“Lincoln in the Bardo” will confound you, will move you and make you feel drugged at times, will challenge your conceptions of what a novel should be — but also reward you with what it could be.

George Saunders, a Pulitzer Prize-winning short story writer, finally published his first novel earlier this year. You can call it a novel—because novels are malleable, multi-dimensional—but it is really something else: a blow to the heart, an eye-opener, just as haunting as many of the apparitions that quasi-people it.

Mostly, although it is about the death of 11-year-old Willie Lincoln in 1862, his temporary interment in Georgetown’s Oak Hill Cemetery, and a grieving, deeply wounded Abraham Lincoln come to hold his son while a vivid series of American types and individuals, denizens of the cemetery who still think themselves alive in their “sick boxes” make themselves heard.

Lincoln’s voice is heard, as is Willie’s, as he arrives here after his death during the course of a lavish receptions thrown reluctantly by the Lincolns, who had been assured that Willie would be fine by a doctor.

But those other voices, those denizens, they are the narrators of this single hell-haunted, explosive, dream-like night. They are in the Bardo, a transitional state described in “The Tibetan Book of the Dead,” a place neither here nor there, but also everywhere.

**Task set**
1. Copy the passage of the Lincoln in the Bardo review from "Lincoln’s voice is" up to and including "but also everywhere.".
2. In the Lincoln in the Bardo review, which book describes the Bardo as a transitional state?
3. Pick up the review of Lincoln in the Bardo after its last sentence and keep writing it.

**Excerpted records**
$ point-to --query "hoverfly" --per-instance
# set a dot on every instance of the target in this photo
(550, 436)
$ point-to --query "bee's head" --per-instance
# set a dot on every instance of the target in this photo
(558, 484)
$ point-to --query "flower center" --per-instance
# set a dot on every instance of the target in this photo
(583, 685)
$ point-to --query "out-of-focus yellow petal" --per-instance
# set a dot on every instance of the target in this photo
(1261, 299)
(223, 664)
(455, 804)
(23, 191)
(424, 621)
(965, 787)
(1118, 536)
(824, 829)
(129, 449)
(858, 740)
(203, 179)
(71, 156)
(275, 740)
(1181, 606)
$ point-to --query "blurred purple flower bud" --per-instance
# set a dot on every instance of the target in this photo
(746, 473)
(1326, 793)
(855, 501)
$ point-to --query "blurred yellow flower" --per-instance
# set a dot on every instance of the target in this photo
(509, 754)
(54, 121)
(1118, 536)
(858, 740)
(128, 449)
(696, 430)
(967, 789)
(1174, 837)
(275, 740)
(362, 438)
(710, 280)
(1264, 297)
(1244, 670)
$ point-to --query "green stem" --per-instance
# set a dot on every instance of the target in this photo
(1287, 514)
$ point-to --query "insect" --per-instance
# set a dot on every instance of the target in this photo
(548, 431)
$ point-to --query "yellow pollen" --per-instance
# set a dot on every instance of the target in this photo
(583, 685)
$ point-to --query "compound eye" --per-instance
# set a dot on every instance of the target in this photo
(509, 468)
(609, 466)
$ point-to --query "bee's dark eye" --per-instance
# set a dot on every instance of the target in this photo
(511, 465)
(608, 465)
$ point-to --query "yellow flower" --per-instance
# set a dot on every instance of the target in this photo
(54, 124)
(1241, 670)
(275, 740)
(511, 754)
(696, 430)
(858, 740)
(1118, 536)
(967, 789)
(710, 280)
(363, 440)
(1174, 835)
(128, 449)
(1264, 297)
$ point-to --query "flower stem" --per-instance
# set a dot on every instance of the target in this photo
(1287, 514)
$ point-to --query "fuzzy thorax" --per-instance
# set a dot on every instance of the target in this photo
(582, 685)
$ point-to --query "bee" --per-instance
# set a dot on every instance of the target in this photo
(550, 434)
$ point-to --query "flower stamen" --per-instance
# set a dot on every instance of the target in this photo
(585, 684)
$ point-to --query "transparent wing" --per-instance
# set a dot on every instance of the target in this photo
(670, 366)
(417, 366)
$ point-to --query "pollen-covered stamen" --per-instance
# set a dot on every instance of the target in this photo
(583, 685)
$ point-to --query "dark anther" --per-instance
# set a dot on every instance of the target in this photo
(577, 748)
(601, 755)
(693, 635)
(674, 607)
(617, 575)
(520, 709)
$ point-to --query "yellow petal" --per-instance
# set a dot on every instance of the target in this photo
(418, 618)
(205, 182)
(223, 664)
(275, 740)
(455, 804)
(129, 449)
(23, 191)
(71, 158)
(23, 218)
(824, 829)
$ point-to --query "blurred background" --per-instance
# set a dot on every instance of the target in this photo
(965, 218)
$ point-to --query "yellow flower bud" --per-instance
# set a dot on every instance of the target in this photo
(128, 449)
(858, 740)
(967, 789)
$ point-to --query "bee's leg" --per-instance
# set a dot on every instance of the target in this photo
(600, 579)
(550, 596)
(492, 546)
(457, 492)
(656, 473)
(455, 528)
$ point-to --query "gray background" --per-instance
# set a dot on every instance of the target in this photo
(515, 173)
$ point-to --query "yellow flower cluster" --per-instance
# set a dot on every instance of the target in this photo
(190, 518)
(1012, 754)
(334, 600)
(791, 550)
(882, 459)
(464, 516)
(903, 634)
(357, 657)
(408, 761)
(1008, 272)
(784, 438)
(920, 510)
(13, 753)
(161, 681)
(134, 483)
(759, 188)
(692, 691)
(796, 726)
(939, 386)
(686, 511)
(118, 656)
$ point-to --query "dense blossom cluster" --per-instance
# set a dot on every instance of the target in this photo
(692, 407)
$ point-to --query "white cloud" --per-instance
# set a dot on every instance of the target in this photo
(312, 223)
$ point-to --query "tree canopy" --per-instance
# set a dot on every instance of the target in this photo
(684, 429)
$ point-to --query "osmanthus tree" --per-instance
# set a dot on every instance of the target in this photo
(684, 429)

**Results of the exercise**
1.
Lincoln’s voice is heard, as is Willie’s, as he arrives here after his death during the course of a lavish receptions thrown reluctantly by the Lincolns, who had been assured that Willie would be fine by a doctor.

But those other voices, those denizens, they are the narrators of this single hell-haunted, explosive, dream-like night. They are in the Bardo, a transitional state described in “The Tibetan Book of the Dead,” a place neither here nor there, but also everywhere.

2. “The Tibetan Book of the Dead”

3.
They include a man whose life was cut short before he could consummate his honeymoon, a man who has killed the object of his affections, a homeless family which sleeps in the fields and thinks mostly of sex and food, a pastor, a woman with three daughters. Some of them have been dead a long time, but still persisted in thinking that they will be restored to their lives and continue living. Periodically, during the course of a stormy night, some are disappeared in a furious flash of light . Their appearance, duly and sharply and hungrily noted, is bizarre.

For Lincoln, it is the second year of the Civil War, and it has devastated him with both the loss now of his son and the greater loss sum of losses suffered by the country and its people, a burden already being keenly felt.

Saunders has fashioned out of this clay not only a novel, but a work that in structure makes description difficult. The book opens with a detailed description of the reception—the people there, the floral arrangements and such. Saunders love lists and so, makes them lyrical, that by accumulation become like an American folk epic.